▸ Supplied text
Caption API

Generate image descriptions using Runware's API. Explore how our AI technology analyzes images to produce accurate and concise captions.

Introduction

Image to text, also known as image captioning, allows you to obtain descriptive text prompts based on uploaded or previously generated images. This powerful feature allows advanced vision-language models to analyze visual content and generate accurate, detailed descriptions.

Core capabilities

General captioning: Generate comprehensive descriptions of any image content.
Content analysis: Detect objects, scenes, activities, and composition details.
Age detection: Specialized models for age estimation and demographic analysis.

Image captioning is instrumental for creating textual descriptions that can be used to generate similar images, provide accessibility descriptions, or gain detailed insights into visual content.

Different models excel at different types of analysis. LLaVA models provide rich, detailed descriptions, while CLIP offers semantic understanding, and specialized detectors focus on specific attributes like age estimation.

Request

Our API always accepts an array of objects as input, where each object represents a specific task to be performed. The structure varies depending on the model and analysis type used.

The following examples demonstrate different captioning workflows using various models.

General captioning

{
  "taskType": "caption",
  "taskUUID": "f0a5574f-d653-47f1-ab42-e2c1631f1a47",
  "inputImage": "5788104a-1ca7-4b7e-8a16-b27b57e86f87",
  "model": "runware:150@2"

▸ Directions
- 1) Name the core capabilities listed on the Caption API page above.
- 2) Pick up the Caption API page where it stops and keep writing.

▸ Extracted records

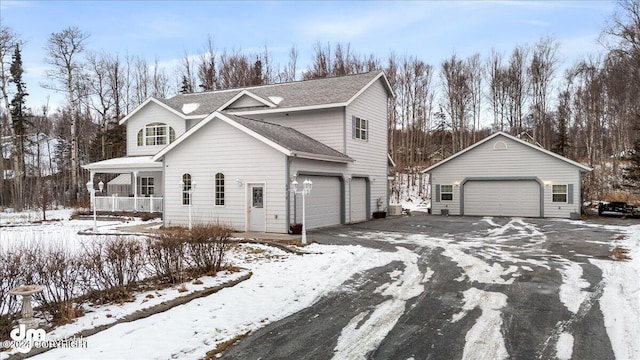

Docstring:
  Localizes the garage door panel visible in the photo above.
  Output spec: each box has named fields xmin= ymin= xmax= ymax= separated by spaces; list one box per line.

xmin=464 ymin=181 xmax=540 ymax=217
xmin=295 ymin=176 xmax=340 ymax=229
xmin=350 ymin=178 xmax=367 ymax=222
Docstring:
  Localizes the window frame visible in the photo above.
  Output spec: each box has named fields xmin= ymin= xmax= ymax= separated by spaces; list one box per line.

xmin=353 ymin=116 xmax=369 ymax=141
xmin=551 ymin=184 xmax=569 ymax=204
xmin=140 ymin=176 xmax=156 ymax=196
xmin=136 ymin=123 xmax=176 ymax=146
xmin=213 ymin=172 xmax=225 ymax=206
xmin=440 ymin=185 xmax=453 ymax=201
xmin=181 ymin=173 xmax=193 ymax=206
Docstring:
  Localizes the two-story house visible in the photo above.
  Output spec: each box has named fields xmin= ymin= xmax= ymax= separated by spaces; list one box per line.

xmin=84 ymin=71 xmax=393 ymax=233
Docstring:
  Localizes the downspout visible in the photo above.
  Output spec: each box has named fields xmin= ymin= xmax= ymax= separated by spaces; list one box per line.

xmin=284 ymin=155 xmax=295 ymax=233
xmin=342 ymin=106 xmax=347 ymax=155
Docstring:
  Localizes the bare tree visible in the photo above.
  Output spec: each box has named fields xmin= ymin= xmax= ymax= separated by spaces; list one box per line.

xmin=45 ymin=27 xmax=89 ymax=202
xmin=279 ymin=45 xmax=298 ymax=82
xmin=528 ymin=37 xmax=559 ymax=149
xmin=440 ymin=54 xmax=471 ymax=152
xmin=0 ymin=26 xmax=22 ymax=206
xmin=466 ymin=53 xmax=484 ymax=143
xmin=198 ymin=35 xmax=217 ymax=91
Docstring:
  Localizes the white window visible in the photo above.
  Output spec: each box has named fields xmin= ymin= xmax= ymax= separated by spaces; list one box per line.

xmin=140 ymin=177 xmax=155 ymax=196
xmin=551 ymin=185 xmax=567 ymax=203
xmin=138 ymin=123 xmax=176 ymax=146
xmin=182 ymin=174 xmax=191 ymax=205
xmin=353 ymin=117 xmax=369 ymax=140
xmin=440 ymin=185 xmax=453 ymax=201
xmin=216 ymin=173 xmax=224 ymax=206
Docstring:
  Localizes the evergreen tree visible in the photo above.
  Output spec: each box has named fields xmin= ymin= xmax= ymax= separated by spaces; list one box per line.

xmin=9 ymin=44 xmax=29 ymax=210
xmin=622 ymin=139 xmax=640 ymax=192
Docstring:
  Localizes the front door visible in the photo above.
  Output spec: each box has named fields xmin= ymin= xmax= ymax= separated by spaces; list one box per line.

xmin=249 ymin=185 xmax=266 ymax=232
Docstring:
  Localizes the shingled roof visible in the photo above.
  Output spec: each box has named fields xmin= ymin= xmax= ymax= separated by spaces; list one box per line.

xmin=158 ymin=71 xmax=391 ymax=116
xmin=153 ymin=112 xmax=353 ymax=162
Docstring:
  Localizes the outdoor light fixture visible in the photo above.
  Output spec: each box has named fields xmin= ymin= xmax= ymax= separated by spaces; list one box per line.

xmin=291 ymin=178 xmax=313 ymax=245
xmin=87 ymin=180 xmax=104 ymax=233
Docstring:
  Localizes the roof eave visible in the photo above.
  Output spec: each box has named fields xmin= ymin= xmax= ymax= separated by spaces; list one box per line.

xmin=225 ymin=102 xmax=347 ymax=116
xmin=290 ymin=151 xmax=355 ymax=164
xmin=118 ymin=96 xmax=189 ymax=125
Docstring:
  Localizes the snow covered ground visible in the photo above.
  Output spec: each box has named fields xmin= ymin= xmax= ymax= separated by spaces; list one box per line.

xmin=0 ymin=211 xmax=640 ymax=360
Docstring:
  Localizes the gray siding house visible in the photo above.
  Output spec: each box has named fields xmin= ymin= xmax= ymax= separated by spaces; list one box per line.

xmin=84 ymin=71 xmax=393 ymax=233
xmin=424 ymin=132 xmax=591 ymax=218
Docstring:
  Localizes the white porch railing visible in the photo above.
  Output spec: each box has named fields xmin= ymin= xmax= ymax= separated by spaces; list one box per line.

xmin=95 ymin=195 xmax=163 ymax=212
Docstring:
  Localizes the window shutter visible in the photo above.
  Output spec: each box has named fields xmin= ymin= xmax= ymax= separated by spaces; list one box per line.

xmin=351 ymin=115 xmax=356 ymax=139
xmin=567 ymin=184 xmax=573 ymax=204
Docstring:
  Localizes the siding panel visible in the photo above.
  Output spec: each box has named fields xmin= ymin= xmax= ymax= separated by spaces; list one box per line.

xmin=430 ymin=136 xmax=580 ymax=218
xmin=165 ymin=119 xmax=288 ymax=233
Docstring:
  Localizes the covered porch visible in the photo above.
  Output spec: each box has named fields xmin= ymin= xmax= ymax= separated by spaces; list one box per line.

xmin=82 ymin=156 xmax=164 ymax=213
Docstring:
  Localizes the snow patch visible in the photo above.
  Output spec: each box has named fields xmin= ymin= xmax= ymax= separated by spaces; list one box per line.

xmin=182 ymin=103 xmax=200 ymax=114
xmin=556 ymin=332 xmax=573 ymax=360
xmin=333 ymin=247 xmax=425 ymax=359
xmin=451 ymin=288 xmax=509 ymax=360
xmin=269 ymin=96 xmax=284 ymax=105
xmin=559 ymin=261 xmax=589 ymax=314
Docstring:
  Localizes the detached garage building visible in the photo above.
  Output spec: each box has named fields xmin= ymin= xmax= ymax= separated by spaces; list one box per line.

xmin=424 ymin=132 xmax=592 ymax=218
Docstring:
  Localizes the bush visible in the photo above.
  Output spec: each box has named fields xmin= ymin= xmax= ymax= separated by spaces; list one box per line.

xmin=29 ymin=244 xmax=87 ymax=324
xmin=186 ymin=224 xmax=231 ymax=275
xmin=147 ymin=231 xmax=186 ymax=284
xmin=0 ymin=248 xmax=24 ymax=340
xmin=84 ymin=236 xmax=146 ymax=301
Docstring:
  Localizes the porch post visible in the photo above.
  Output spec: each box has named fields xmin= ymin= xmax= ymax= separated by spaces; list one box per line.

xmin=89 ymin=170 xmax=96 ymax=207
xmin=133 ymin=171 xmax=138 ymax=212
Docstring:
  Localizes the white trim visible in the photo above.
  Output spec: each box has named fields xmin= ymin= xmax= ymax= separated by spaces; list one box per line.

xmin=118 ymin=96 xmax=194 ymax=125
xmin=345 ymin=71 xmax=395 ymax=106
xmin=152 ymin=111 xmax=353 ymax=163
xmin=290 ymin=151 xmax=355 ymax=164
xmin=227 ymin=102 xmax=347 ymax=115
xmin=244 ymin=182 xmax=267 ymax=232
xmin=216 ymin=89 xmax=276 ymax=111
xmin=422 ymin=131 xmax=593 ymax=173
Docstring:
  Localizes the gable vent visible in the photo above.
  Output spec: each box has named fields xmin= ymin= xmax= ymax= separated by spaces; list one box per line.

xmin=493 ymin=141 xmax=508 ymax=150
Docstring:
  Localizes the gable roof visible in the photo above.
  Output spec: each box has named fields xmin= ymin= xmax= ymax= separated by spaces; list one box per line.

xmin=147 ymin=71 xmax=393 ymax=118
xmin=153 ymin=111 xmax=353 ymax=163
xmin=422 ymin=131 xmax=593 ymax=173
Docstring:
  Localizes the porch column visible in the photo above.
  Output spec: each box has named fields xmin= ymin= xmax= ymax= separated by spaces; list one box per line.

xmin=89 ymin=170 xmax=96 ymax=208
xmin=133 ymin=171 xmax=138 ymax=211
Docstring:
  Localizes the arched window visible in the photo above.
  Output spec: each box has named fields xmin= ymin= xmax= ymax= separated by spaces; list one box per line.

xmin=180 ymin=174 xmax=191 ymax=205
xmin=138 ymin=123 xmax=176 ymax=146
xmin=216 ymin=173 xmax=224 ymax=206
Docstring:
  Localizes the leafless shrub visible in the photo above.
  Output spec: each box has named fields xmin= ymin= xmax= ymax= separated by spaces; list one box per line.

xmin=29 ymin=244 xmax=87 ymax=324
xmin=0 ymin=248 xmax=24 ymax=339
xmin=186 ymin=224 xmax=231 ymax=275
xmin=83 ymin=236 xmax=146 ymax=301
xmin=146 ymin=231 xmax=186 ymax=284
xmin=609 ymin=246 xmax=630 ymax=261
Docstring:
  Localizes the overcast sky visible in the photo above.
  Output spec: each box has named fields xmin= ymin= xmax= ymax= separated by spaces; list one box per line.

xmin=0 ymin=0 xmax=616 ymax=107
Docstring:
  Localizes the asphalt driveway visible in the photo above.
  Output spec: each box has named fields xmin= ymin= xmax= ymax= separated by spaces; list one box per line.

xmin=222 ymin=216 xmax=619 ymax=359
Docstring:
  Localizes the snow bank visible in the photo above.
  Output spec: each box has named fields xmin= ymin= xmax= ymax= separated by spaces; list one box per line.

xmin=589 ymin=225 xmax=640 ymax=359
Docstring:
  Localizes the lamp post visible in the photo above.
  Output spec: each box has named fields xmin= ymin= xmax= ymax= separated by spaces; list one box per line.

xmin=87 ymin=180 xmax=104 ymax=232
xmin=291 ymin=179 xmax=313 ymax=245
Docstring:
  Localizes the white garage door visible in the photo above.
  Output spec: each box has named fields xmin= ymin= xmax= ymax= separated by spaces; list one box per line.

▸ Replies
- 1) General captioning, content analysis, and age detection.

- 2)
}

Age detection

{
  "taskType": "caption",
  "taskUUID": "b8c4d952-7f27-4a6e-bc9a-83f01d1c6d59",
  "inputImage": "6963a97e-f017-408b-a447-6345ec31a4f0",
  "model": "runware:152@50",
}

Technical analysis

{
  "taskType": "caption",
  "taskUUID": "d6e8f9a0-3c5d-7e9f-a2d4-8b0c6d9e3f5a",
  "inputImage": "88eb3e0a-4db4-4c5a-9d3f-bf0ec07c7301",
  "model": "runware:152@2",
  "prompt": "Analyze the lighting, composition, and camera settings that might have been used to create this photograph"
}

Content identification

{
  "taskType": "caption",
  "taskUUID": "e7f9a1b2-4d6e-8f0a-b3d5-9c1e7f0a2b4d",
  "inputImage": "99fc4f1b-5ec5-5d6b-ae4f-cf1fd18d8402",
  "model": "runware:151@1",
  "prompt": "List all the objects and people visible in this image, including their positions and relationships"
}

Video transcription

{
  "taskType": "transcription",
  "taskUUID": "ac12e9d3-5f44-4fa8-92d4-c11f789b9ab2",
  "model": "memories:1@1",
  "inputs": {
    "video": "49b12c83-1af6-4ca9-bf47-3ed01c2f795b"
  }
}

taskType string required: The type of task to be performed. For this task, the value should be caption.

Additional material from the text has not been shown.